Grandes entrevues Le Bel Âge: Pauline Martin

Grandes entrevues Le Bel Âge: Pauline Martin

Par Paul Toutant

Crédit photo: Laurence Labat; maquillage: Manon Parisien; coiffure: Constance Gagné coiffure

Et Dieu sait si Pauline Martin nous a fait rire pendant toutes ces années. À l’épicerie, certains l’abordent encore en l’appelant Madame Mongrain. Il faut dire que ses imitations de l’animateur Jean-Luc Mongrain font partie de l’anthologie du rire au Québec.

Et si derrière la comique se cachait une autre Pauline Martin? Une Pauline cultivant un jardin secret, et qui se prépare doucement à délaisser les feux de la rampe pour goûter sereinement aux joies intimes de l’écriture... 

La folie furieuse 

Pauline Martin ne manque pas de travail. Elle a terminé en mai une tournée du Québec avec la comédie Les chroniques de Saint-Léonard en compagnie de ses camarades de chez Duceppe. Cet été, elle fera les beaux jours de la Maison des arts de Drummondville avec la folle production de Boeing, Boeing, un vaudeville aux portes qui claquent et dans lequel elle joue le rôle d’une bonne bourrue. Faire rire, toujours et encore: «Gilles Latulippe a laissé un grand vide, lui qui faisait rire les foules tout l’été à Drummondville, affirme Pauline. La pièce que nous présentons du 13 juin au 5 septembre va plaire au public de Gilles, j’en suis sûre, en plus d’attirer les amateurs de théâtre comique réglé au quart de tour.» Mise en scène par André Robitaille, Boeing, Boeing raconte les déboires d’un séducteur qui court trop de lièvres à la fois. C’est la pièce française la plus jouée dans le monde, selon le Livre Guinness des records

On verra aussi Pauline Martin cet automne dans quelques épisodes du téléroman Mémoires vives à Radio- Canada. Mais la comédienne se doute que, étant donné ses 63 ans, les rôles intéressants vont peut-être se faire moins nombreux. «Je suis plus chanceuse que bien des amies de mon âge, me confie-t-elle. Je ne manque pas d’ouvrage. Pourtant, les rôles de femmes mûres sont plutôt rares. On me confie encore des personnages énergiques, pas reposants, qui se démènent trois fois plus que les autres. À la longue, mon corps se fatigue, même si j’adore ça!»

LIGNES DE DONNÉES:
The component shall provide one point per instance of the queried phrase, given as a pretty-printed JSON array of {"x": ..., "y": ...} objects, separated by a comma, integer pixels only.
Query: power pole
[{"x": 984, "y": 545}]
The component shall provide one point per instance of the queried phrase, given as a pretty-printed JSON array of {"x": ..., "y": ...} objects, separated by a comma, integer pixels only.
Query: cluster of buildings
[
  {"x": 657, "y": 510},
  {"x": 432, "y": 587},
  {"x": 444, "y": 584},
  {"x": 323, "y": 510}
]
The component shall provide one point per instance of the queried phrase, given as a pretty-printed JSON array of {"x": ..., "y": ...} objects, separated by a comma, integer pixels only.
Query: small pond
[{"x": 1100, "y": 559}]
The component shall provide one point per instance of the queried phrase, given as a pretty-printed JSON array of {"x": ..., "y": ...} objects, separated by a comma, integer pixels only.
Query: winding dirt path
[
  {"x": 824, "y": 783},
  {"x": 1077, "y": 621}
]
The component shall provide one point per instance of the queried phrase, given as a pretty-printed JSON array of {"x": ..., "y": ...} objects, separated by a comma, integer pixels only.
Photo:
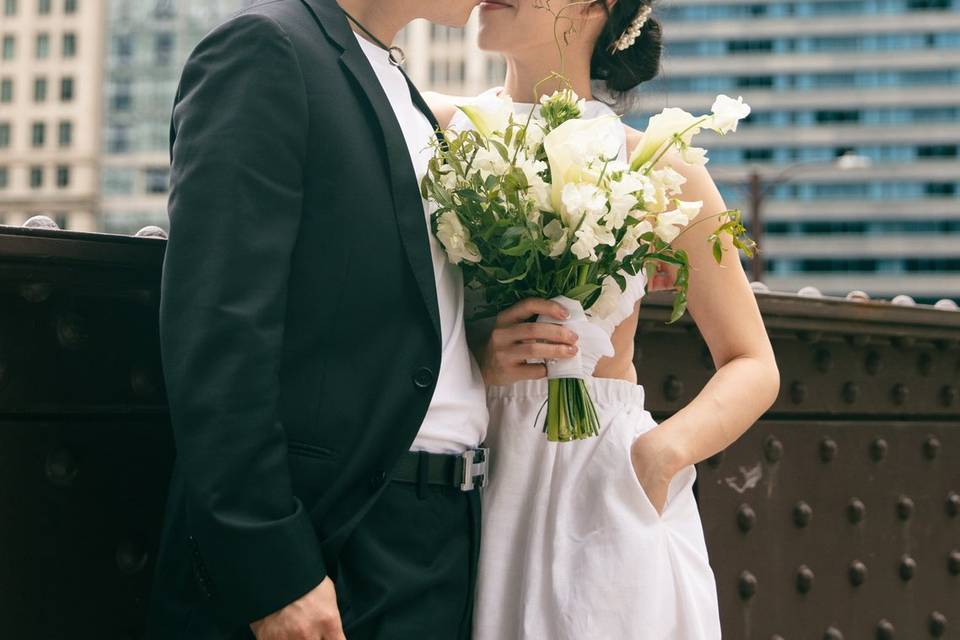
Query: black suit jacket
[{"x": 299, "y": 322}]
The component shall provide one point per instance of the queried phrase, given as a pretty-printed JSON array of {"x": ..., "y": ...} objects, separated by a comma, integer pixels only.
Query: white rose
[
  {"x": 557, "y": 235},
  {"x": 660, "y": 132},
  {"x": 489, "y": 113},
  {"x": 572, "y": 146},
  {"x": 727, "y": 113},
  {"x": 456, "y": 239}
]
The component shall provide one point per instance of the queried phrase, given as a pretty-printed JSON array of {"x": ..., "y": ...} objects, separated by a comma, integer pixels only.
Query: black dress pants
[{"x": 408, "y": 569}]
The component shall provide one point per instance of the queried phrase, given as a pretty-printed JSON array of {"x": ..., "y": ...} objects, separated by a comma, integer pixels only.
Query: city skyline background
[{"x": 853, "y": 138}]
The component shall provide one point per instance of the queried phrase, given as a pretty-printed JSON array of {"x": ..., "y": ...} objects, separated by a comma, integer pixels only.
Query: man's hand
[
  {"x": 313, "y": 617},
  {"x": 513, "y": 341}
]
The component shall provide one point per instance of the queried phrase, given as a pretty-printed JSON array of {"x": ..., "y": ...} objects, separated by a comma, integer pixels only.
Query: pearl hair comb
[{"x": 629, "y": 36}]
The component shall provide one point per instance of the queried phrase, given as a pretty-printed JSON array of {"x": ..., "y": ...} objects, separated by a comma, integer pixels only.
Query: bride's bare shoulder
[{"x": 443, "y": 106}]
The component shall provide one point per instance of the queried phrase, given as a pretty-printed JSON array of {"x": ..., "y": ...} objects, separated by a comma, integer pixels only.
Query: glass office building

TRAVAIL DEMANDÉ:
1) Recopiez le passage de l'entrevue avec Pauline Martin compris entre "Crédit photo: Laurence" et "rire au Québec.", bornes incluses.
2) Selon l'entrevue avec Pauline Martin, qui signe la mise en scène de Boeing, Boeing?
3) Rédigez la suite de l'entrevue avec Pauline Martin à partir de sa dernière phrase.

RÉSULTATS:
1)
Crédit photo: Laurence Labat; maquillage: Manon Parisien; coiffure: Constance Gagné coiffure

Et Dieu sait si Pauline Martin nous a fait rire pendant toutes ces années. À l’épicerie, certains l’abordent encore en l’appelant Madame Mongrain. Il faut dire que ses imitations de l’animateur Jean-Luc Mongrain font partie de l’anthologie du rire au Québec.

2) André Robitaille.

3)
Métier: communicatrice

Tout au long de sa carrière, Pauline Martin a eu l’intuition géniale de se pas se cantonner dans une seule dimension de carrière. Elle a développé ses talents de communicatrice, ce qui lui a permis de traverser des moments difficiles. «Mon premier choix de métier était le journalisme, raconte-t-elle. À 16 ans, j’animais une chronique à Chicoutimi pour la radio de Radio-Canada (SRC) avec Joël Le Bigot. Quand j’étudiais en théâtre à Sainte-Thérèse, on m’a offert d’animer l’émission du samedi soir à la radio de la SRC. L’École a refusé que je travaille pendant mes études, et j’ai décliné cette offre.» Heureusement pour nous!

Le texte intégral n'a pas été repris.